# Rows from a segmentation dataset:
>>

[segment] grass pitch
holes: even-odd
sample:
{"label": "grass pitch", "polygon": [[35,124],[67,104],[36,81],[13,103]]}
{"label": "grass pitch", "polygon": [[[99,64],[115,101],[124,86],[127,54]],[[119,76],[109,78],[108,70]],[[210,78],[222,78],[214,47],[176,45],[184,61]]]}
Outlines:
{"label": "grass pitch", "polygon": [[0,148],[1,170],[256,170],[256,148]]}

<<

# WHAT YOU HAVE TO DO:
Select each line in the rows above that contains the word "pitch", with case taken into account.

# ANSWER TO THIS TASK:
[segment] grass pitch
{"label": "grass pitch", "polygon": [[35,124],[67,104],[36,81],[13,103]]}
{"label": "grass pitch", "polygon": [[[99,64],[115,101],[124,86],[127,54]],[[119,76],[109,78],[108,70]],[[210,78],[222,78],[214,47],[176,45],[184,61]]]}
{"label": "grass pitch", "polygon": [[0,148],[1,170],[256,170],[256,148]]}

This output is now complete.